▶ [Excerpt to read]

(begin)

This just in: My face is about to be on 28 billboards in Tokyo. As an advertisement for the school. In addition, most of the train stations have video playing inside the train car (does NYC have this yet?). To boot, as you walk through the train station, there are many screens that play ads or privately created commercials for whatever it is you want eyeballs to see. My video, that I shot last week, is going to be the featured 'ad' on these screens. I'm not sure how I feel about this. It's good -- but it's not one of my characters, and it's not something I wrote...it's a pretty well shot infomercial for the school -- and for my class in particular. We'll see if it increases attendance. In the meantime, I will be sure to take a picture in front of the billboard and place it here, for your loving eyeballs to see.

Did I mention there wasn't this much technology 15 years ago, when I was a teenager? What would Fran Liebowitz say about Japan? If you haven't seen the documentary Marty (like I know him) Scorcese did with Fran Liebowitz entitled "Public Speaking," you can find it on Netflix or HBO. I want her to be my Yahoo. But perhaps she'd say: "that's the problem. You should want yourself to be your own Yahoo." -- Or not.

(end)

▶ [Listed records]
(begin)

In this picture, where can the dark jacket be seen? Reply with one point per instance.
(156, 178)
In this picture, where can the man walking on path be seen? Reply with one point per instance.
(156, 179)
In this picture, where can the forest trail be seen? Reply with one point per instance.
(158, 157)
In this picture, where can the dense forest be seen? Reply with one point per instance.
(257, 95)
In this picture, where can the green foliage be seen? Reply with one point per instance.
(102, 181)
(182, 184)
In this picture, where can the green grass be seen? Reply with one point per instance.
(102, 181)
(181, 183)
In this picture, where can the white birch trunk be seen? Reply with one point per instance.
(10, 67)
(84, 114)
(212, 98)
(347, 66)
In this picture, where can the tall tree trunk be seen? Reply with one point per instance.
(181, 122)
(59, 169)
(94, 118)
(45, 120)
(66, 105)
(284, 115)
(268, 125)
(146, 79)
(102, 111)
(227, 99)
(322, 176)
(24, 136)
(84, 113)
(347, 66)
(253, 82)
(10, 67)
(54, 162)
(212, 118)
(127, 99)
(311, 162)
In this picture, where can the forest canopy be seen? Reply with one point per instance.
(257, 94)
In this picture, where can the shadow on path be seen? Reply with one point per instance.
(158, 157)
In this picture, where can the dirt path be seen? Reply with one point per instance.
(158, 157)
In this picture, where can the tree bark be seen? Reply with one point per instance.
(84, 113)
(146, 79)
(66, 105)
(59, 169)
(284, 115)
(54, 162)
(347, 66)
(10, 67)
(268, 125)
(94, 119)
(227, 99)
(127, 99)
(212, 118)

(end)

▶ [Task list]
1 > In the post about Tokyo billboards, on how many billboards is the writer's face about to appear?
2 > Arrange the lines of the records, from the line containing "In this picture, where can the dirt" through the end of the records, inclusive, as a JSON list of strings with one string per line and blank lines omitted.

▶ [Answers for the tasks]
1 > 28

2 >
[
  "In this picture, where can the dirt path be seen? Reply with one point per instance.",
  "(158, 157)",
  "In this picture, where can the tree bark be seen? Reply with one point per instance.",
  "(84, 113)",
  "(146, 79)",
  "(66, 105)",
  "(59, 169)",
  "(284, 115)",
  "(54, 162)",
  "(347, 66)",
  "(10, 67)",
  "(268, 125)",
  "(94, 119)",
  "(227, 99)",
  "(127, 99)",
  "(212, 118)"
]